# TASK PROMPT
All of the data is to be copied without a single change.

****************************************

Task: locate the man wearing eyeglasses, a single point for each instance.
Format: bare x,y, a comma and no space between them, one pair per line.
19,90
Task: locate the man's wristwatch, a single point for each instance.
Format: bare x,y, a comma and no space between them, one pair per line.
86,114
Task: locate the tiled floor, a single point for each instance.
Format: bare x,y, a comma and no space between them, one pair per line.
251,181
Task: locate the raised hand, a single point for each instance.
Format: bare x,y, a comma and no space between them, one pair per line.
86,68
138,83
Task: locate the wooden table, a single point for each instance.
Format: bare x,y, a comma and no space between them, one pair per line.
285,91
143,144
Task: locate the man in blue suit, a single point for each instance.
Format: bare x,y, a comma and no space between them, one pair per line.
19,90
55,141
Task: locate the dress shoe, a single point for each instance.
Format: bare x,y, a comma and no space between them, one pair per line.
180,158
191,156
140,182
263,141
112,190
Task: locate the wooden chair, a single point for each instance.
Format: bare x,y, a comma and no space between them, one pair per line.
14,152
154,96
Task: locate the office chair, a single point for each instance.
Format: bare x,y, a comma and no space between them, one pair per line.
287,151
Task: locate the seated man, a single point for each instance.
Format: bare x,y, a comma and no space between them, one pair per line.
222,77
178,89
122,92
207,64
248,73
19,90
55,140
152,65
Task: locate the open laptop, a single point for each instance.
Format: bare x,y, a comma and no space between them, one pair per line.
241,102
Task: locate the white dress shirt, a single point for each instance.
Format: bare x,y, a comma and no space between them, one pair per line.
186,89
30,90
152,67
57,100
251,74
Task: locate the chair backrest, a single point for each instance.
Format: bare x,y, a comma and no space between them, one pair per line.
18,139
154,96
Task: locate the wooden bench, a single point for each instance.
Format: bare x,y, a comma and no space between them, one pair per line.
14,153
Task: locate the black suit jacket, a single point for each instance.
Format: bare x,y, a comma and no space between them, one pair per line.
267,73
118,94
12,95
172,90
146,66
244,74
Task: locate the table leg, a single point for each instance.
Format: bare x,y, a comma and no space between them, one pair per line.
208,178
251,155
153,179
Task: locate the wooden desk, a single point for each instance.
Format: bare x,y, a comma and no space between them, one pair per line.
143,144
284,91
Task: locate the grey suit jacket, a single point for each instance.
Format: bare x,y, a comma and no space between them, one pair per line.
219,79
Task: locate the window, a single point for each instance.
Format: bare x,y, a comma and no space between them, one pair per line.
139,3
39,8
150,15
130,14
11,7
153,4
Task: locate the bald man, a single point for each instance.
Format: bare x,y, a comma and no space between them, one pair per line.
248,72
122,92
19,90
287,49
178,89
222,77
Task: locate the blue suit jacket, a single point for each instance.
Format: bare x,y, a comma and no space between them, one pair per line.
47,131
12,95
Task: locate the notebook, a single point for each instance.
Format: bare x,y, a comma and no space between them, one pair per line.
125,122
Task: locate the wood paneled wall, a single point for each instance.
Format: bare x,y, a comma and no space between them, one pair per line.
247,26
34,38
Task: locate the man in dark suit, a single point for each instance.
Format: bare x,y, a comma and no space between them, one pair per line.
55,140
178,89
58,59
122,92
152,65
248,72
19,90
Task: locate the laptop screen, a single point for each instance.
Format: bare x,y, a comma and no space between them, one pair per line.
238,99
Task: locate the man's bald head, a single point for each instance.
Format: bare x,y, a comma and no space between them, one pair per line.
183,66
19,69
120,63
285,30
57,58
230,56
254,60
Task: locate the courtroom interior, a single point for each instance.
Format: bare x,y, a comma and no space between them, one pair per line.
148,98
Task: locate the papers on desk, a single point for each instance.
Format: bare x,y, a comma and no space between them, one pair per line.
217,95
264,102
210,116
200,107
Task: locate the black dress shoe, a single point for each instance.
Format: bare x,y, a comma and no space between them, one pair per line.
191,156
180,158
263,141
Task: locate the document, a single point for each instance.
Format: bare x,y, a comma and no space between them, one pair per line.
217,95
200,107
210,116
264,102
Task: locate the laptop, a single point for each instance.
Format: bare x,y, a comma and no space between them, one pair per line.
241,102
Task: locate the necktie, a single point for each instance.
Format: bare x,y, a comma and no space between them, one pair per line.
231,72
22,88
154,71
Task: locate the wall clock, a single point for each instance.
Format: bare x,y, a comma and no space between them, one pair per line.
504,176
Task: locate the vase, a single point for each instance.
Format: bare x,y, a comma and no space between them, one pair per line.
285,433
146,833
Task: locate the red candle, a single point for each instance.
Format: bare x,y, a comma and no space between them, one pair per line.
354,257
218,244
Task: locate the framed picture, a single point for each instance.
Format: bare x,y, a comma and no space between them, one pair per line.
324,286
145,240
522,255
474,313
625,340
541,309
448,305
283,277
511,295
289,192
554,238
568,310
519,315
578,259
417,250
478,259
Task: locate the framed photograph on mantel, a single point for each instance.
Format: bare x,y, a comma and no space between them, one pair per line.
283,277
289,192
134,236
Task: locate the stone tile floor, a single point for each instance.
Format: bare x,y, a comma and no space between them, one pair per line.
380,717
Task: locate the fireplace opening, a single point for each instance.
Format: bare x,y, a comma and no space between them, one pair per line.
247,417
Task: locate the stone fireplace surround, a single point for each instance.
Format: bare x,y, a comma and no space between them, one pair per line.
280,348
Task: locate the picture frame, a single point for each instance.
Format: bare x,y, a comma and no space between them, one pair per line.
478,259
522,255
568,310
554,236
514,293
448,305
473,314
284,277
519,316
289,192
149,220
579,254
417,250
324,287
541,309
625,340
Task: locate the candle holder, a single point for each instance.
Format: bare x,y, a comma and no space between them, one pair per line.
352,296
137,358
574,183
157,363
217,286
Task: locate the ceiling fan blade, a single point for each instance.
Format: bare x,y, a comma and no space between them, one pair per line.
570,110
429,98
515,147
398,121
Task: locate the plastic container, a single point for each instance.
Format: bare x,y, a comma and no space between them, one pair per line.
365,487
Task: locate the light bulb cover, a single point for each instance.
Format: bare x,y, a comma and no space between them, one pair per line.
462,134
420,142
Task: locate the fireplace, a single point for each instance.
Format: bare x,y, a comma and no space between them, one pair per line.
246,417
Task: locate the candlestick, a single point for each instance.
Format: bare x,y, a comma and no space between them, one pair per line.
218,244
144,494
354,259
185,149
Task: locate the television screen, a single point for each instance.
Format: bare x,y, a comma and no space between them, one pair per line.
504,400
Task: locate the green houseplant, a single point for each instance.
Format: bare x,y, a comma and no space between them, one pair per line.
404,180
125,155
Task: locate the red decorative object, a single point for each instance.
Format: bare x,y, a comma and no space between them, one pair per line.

****************************************

# ANSWER TO THIS PROBLEM
Task: locate the man wearing eyeglasses, a single point for each instance.
Format: bare x,y, a comma and no space between them, one pair per line.
19,90
Task: locate the man's wristwatch, a single point for each instance.
Format: bare x,y, a comma and no space between them, one pair per line.
86,114
Task: locate the tiled floor, a single point for each instance.
Format: bare x,y, a comma and no space between them, one pair per line.
251,181
Task: locate the raised hand, a single point for each instance.
Format: bare x,y, a comma and no space between them, one pair per line.
86,68
138,83
Task: locate the wooden table, a single point for each instance.
Format: bare x,y, a comma and no space between them, one pair per line.
285,91
143,144
Task: locate the man in blue suit, a single point for each instance.
Format: bare x,y, a comma and no space between them, one pair per line.
19,90
55,141
Task: locate the dress shoe, a single point for each instance.
Format: bare x,y, a comma and no space between them, one pair per line.
180,158
191,156
140,182
263,141
112,190
Task: locate the wooden chair, a single point for each instance.
Format: bare x,y, a comma and no space between them, one pair per line.
14,152
154,96
Task: locate the office chair, a single point for each instance.
Format: bare x,y, a comma and no space between them, one pair per line.
287,151
Task: locate the seated man, a single point for each instance.
Format: bare x,y, a comma and no space between them, one pair per line.
222,77
178,89
122,92
207,64
248,73
19,90
55,140
152,65
Task: locate the open laptop, a single point for each instance.
Format: bare x,y, a comma and no space between them, one pair per line.
241,102
Task: locate the white dress shirt, a single point for each instance.
Format: bare x,y, a comma and no space between them, one pair per line.
186,89
30,90
152,67
57,100
251,74
Task: locate the chair backrest, a single point for each instance.
Format: bare x,y, a comma and no space between them, one pair per line.
18,139
154,96
Task: locate the wooden bench, a single point for each instance.
Format: bare x,y, a comma and no space between them, one pair per line.
14,153
Task: locate the black suit jacket, a single point for each instance.
Format: bare x,y, a comma and no space between them, one pair per line.
267,73
118,94
12,95
172,90
146,66
244,74
Task: locate the table leg, a single point for each instance.
Format: bare x,y, a comma and no space between them, one pair per line.
208,178
251,155
153,179
Task: locate the wooden desk, a single point for each instance.
Format: bare x,y, a comma and no space between them, one pair per line.
143,144
284,91
Task: locate the grey suit jacket, a single point for each instance.
Format: bare x,y, a comma and no space between them, one pair per line.
219,79
Task: locate the window, a single point for each instance.
Format: bare x,y, a comma and no space between them, one pair per line.
139,3
39,8
150,15
130,14
11,7
153,4
Task: locate the bald man, a single point for each instance.
Format: bare x,y, a comma and no space between them, one pair per line.
248,72
122,92
19,90
287,49
178,89
222,77
Task: locate the blue suit jacket, a single point for each instance.
Format: bare x,y, a comma and no space between them, one pair per line.
47,131
12,95
Task: locate the notebook, a single point for each instance.
Format: bare x,y, a comma and no space between them, one pair per line.
125,122
Task: locate the wood paneled wall, a single point for each instance.
Format: bare x,y, a comma and no space between them, one pair per line.
247,26
34,38
Task: locate the man in dark suit, a single point for each instance.
Format: bare x,y, a comma and no space between them, one pair per line.
55,140
178,89
58,59
122,92
152,65
248,72
19,90
Task: locate the laptop screen, a single point for each instance.
Format: bare x,y, a comma and no space between them, one pair per line.
238,99
Task: locate the man's bald head, a single point for each instance.
Format: bare x,y, a comma and no space between them, one pair per line.
183,66
19,69
120,63
285,30
57,58
230,56
254,60
Task: locate the courtroom interior, a single point for each instance.
Format: bare x,y, a comma and no space between them, one pair per line.
148,98
Task: locate the papers on desk, a single point for each instance.
Format: bare x,y, a comma and no space between them, one pair per line.
217,95
264,102
210,116
200,107
Task: locate the black dress shoe, a single point for each instance.
Format: bare x,y, a comma and no space between them, one pair per line.
191,156
180,158
263,141
Task: locate the document, a single point for each instance.
Format: bare x,y, a comma and no space between them, one pair per line.
217,95
200,107
210,116
264,102
Task: locate the laptop, a single point for each instance.
Format: bare x,y, a comma and no space between them, one pair per line.
241,102
Task: locate the necktie, a single point for each instance.
Format: bare x,y, a comma and no space between them, one pair per line.
231,72
22,88
154,71
Task: locate the wall clock, a single point for each instance.
Format: bare x,y, a comma and no space between them, one pair per line.
504,176
Task: locate the vase, a single point for each instance.
Format: bare x,y, a comma and no space between them, one pair per line.
285,433
146,833
Task: locate the red candle, a single point for each instance.
Format: bare x,y, a comma and no space between them, one pair per line.
354,257
218,244
Task: locate the framed picture, a single point for each instance.
Format: bare x,y, a comma and no space between them, one pair per line.
324,286
145,240
522,255
474,313
625,340
541,309
448,305
283,277
511,295
289,192
554,238
568,310
519,315
578,259
417,250
478,259
Task: locate the framed photograph on mantel, a single point for each instance.
Format: bare x,y, a comma and no space between them, one pair per line.
283,277
289,192
134,236
Task: locate the stone tile floor, a single point for each instance.
Format: bare x,y, a comma and no space between them, one pair per line.
380,717
Task: locate the fireplace opening, a single point for each instance.
Format: bare x,y, a comma and no space between them, one pair per line.
247,417
Task: locate the stone fireplace surround, a single point for each instance.
Format: bare x,y, a comma and no space between them, one pair per line.
280,348
Task: locate the picture frame, a single point for each instance.
Format: bare x,y, a comma and no space between them, one pair per line.
478,259
522,255
568,310
554,236
514,293
448,305
473,314
284,277
519,316
289,192
149,220
579,254
417,250
324,287
541,309
625,340
Task: locate the candle holder, a single point for each instance.
Format: bare x,y, a comma and no space between them, one pair per line.
352,296
137,358
574,183
157,363
217,286
Task: locate the ceiling fan blade, a single point for each instance.
Format: bare x,y, a comma and no space between them, one pair per line.
570,110
429,98
515,147
398,121
Task: locate the plastic container, a single point for each instance.
Format: bare x,y, a comma and no space between them, one pair per line.
365,487
Task: locate the light bulb cover, a single point for each instance.
Format: bare x,y, a comma and no space between them, one pair per line.
462,134
420,142
Task: locate the fireplace, a single point for each instance.
Format: bare x,y, a comma and no space between them, one pair per line.
246,417
Task: locate the candlestick, a single point for each instance.
Format: bare x,y, a comma and no space between them, one pair per line.
218,244
144,494
354,259
185,149
Task: locate the television screen, a single point for each instance.
Format: bare x,y, a comma and no space between them, one pair per line.
504,400
Task: locate the green houseplant, a single point for each instance.
Format: bare x,y, a comma and no space between them, one pair per line.
404,180
125,155
Task: locate the red decorative object, a single point for each instance.
Format: bare x,y, a comma and no space between them, one pair per line.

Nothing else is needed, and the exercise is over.